Segment Start: RECORDS FOR THIS TASK

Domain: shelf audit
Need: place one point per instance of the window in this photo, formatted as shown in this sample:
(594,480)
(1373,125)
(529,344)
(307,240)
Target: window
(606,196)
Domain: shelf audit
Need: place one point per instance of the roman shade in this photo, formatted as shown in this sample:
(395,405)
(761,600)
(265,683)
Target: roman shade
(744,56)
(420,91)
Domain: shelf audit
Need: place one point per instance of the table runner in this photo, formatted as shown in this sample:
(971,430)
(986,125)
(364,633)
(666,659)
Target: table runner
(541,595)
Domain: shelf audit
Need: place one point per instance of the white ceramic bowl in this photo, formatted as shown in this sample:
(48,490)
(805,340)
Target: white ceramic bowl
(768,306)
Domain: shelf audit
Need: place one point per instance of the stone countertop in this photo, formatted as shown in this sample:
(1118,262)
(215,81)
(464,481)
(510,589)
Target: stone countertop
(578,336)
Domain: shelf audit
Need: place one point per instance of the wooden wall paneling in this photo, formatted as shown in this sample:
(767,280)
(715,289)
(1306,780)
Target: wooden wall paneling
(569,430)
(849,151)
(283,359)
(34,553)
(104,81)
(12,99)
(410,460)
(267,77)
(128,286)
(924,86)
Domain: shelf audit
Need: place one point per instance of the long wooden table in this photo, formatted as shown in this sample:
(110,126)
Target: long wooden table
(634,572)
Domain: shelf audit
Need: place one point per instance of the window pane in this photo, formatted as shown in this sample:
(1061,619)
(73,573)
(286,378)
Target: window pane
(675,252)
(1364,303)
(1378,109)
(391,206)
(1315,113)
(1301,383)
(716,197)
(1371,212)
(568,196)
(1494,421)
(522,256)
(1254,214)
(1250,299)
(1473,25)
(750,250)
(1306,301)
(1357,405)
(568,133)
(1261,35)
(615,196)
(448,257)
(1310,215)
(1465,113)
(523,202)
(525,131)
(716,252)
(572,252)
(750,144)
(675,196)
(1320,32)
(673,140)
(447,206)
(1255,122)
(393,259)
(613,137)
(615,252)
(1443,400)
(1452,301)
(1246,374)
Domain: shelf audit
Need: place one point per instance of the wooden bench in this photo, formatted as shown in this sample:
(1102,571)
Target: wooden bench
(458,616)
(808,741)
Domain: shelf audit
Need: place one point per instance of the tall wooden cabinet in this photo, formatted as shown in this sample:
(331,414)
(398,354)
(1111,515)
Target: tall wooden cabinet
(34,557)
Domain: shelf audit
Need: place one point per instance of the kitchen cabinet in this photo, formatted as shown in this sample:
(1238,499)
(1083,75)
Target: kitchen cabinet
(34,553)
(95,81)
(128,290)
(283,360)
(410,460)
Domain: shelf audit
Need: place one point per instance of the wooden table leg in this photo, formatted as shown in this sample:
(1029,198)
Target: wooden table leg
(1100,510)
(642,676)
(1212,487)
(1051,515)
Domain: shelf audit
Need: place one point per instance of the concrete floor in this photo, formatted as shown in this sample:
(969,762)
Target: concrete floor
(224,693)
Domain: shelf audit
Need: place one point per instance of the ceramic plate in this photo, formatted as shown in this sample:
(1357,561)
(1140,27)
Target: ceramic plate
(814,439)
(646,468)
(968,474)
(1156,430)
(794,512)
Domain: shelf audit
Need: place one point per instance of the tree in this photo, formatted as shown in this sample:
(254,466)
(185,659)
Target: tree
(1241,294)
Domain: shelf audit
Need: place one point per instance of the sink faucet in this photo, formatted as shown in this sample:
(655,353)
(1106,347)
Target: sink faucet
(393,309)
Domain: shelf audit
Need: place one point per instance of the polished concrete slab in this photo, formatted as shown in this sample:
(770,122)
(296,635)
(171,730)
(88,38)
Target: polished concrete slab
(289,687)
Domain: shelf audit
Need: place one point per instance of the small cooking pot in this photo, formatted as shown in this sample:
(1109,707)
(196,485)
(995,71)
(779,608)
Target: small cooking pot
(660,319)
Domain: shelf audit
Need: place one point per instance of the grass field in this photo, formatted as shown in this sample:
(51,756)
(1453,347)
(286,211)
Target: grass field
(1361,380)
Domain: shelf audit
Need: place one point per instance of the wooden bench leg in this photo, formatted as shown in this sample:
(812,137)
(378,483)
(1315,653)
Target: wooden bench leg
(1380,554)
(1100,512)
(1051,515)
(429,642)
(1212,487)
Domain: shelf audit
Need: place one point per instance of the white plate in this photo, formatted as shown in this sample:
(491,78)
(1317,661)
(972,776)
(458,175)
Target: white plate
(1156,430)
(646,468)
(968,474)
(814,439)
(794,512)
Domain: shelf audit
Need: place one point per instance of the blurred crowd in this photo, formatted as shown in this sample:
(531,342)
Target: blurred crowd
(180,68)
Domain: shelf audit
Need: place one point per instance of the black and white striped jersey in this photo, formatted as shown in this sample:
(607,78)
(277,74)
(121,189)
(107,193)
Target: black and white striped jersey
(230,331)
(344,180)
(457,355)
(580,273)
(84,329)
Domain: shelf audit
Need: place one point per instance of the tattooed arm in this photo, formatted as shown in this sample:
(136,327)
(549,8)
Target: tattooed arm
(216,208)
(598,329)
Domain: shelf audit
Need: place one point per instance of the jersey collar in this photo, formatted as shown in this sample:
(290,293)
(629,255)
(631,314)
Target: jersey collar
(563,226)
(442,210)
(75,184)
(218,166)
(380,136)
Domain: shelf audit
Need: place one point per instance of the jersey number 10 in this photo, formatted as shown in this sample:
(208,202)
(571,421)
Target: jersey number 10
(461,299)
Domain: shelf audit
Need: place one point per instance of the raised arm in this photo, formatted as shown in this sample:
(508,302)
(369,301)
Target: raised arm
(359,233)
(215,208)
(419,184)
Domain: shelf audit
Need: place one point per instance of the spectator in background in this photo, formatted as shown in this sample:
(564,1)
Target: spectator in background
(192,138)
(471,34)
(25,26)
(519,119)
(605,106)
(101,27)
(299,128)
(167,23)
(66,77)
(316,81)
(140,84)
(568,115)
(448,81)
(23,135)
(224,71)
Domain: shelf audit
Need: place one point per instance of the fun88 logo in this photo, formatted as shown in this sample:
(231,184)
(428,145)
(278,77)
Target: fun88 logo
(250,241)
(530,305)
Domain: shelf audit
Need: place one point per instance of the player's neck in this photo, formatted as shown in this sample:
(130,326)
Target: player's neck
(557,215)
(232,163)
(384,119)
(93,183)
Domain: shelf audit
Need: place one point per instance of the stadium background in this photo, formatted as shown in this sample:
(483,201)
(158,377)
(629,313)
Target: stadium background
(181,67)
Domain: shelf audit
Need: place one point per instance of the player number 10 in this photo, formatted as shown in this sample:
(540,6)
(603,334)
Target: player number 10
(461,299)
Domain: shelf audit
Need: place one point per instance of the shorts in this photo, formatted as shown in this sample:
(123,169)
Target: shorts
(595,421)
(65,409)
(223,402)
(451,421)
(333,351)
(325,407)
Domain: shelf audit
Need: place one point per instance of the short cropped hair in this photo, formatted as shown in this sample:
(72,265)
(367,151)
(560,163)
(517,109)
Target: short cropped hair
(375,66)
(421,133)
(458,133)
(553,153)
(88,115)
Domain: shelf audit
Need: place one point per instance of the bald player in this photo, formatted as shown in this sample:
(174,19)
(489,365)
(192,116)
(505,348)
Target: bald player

Segment End: RECORDS FOR THIS TASK

What lines in the data include the string "bald"? Copy each one.

SOLUTION TO THIS EXERCISE:
Need: place one point per instance of the bald player in this photo, formatted as shown in this sample:
Target: bald player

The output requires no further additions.